WORK REQUEST.
From the passage below on the controversy over The Origin of Species, extract the text from "The main opposing" up to and including "geology and biology.", copying it word for word.

--- PASSAGE PROVIDED Enclosed Below ---

Bone of contention

There has been constant controversy surrounding the ideas presented by The Origin of Species since it was first printed in 1859. Since the early 20th century, however, the idea that biological evolution of some form occurred and is responsible for speciation has been almost completely uncontested within the scientific community.

Most controversy over the theory has come because of its philosophical, cosmological, and religious implications, and supporters as well as detractors have interpreted it as generally indicating that human beings are, like all animals, evolved, and that this account of the origins of humankind is squarely at odds with many religious interpretations. The idea that humans are ‘merely’ animals, and are genetically very closely related to other primates, has been independently argued as a repellent notion by generations of detractors.

Others also interpreted the truth of the theory to imply varying types of social changes — one prominent example is the idea of eugenics, formulated by Darwin’s cousin Francis Galton, which argues for the improvement of human heredity by means of political policies. Others have found different political interpretations which have been used as arguments both for and against the theory.

Questions raised about the relation of evolution to the origins of humans have made it an especially tenacious issue with some origin beliefs. It is viewed by some Judeo-Christians as contradicting their beliefs on the origins of humankind as described in the book of Genesis. In some countries, notably in the United States, this has led to what has been called the Creation-Evolution Controversy, which has focused primarily on struggles over teaching curriculum.

The main opposing sides are those espousing religious origin beliefs and those who support the natural history accounts of the sciences of astrophysics, geology and biology.

Many of those advocating religious viewpoints (primarily derived from fundamentalist or religiously conservative accounts of origins) hold the scientific explanations to be antithetical to their belief in creation, in particular Creation according to Genesis and creationism. Their key contention is that only a supernatural miracle and not ‘unguided evolution’ can account for origins.

--- End of Enclosed PASSAGE PROVIDED ---
--- INFORMATION Enclosed Below ---

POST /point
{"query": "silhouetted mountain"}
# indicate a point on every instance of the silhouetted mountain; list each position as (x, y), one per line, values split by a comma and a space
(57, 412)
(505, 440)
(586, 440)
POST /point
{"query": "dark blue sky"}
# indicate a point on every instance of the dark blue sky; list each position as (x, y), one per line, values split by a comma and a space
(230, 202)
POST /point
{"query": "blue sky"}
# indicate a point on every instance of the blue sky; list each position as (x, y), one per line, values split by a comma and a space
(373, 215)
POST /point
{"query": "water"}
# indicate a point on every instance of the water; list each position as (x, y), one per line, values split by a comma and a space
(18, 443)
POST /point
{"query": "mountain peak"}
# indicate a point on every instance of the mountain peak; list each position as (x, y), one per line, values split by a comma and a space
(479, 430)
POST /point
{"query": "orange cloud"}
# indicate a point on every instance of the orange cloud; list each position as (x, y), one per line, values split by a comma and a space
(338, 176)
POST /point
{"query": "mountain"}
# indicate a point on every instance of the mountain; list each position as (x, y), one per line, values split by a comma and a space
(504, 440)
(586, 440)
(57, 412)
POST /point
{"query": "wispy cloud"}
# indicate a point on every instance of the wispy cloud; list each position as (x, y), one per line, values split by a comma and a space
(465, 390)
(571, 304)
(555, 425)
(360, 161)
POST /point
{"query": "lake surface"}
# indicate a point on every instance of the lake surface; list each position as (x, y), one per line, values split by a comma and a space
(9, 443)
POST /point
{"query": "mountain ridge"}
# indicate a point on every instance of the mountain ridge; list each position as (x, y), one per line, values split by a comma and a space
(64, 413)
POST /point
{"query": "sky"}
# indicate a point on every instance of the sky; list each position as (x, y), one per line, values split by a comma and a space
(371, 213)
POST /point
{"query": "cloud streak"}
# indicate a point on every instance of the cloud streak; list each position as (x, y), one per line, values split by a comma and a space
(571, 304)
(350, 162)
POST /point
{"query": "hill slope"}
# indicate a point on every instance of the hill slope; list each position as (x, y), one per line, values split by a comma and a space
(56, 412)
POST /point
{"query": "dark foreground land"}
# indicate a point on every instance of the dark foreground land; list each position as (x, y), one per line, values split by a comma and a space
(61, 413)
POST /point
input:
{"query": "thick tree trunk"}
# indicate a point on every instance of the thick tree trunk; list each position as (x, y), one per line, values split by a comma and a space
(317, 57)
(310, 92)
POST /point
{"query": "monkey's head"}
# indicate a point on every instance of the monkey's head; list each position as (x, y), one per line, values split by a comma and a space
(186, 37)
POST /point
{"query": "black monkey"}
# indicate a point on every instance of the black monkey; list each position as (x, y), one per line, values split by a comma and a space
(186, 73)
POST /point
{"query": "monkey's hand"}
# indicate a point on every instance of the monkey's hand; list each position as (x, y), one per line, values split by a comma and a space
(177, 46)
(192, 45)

--- End of Enclosed INFORMATION ---

RESPONSE AREA.
The main opposing sides are those espousing religious origin beliefs and those who support the natural history accounts of the sciences of astrophysics, geology and biology.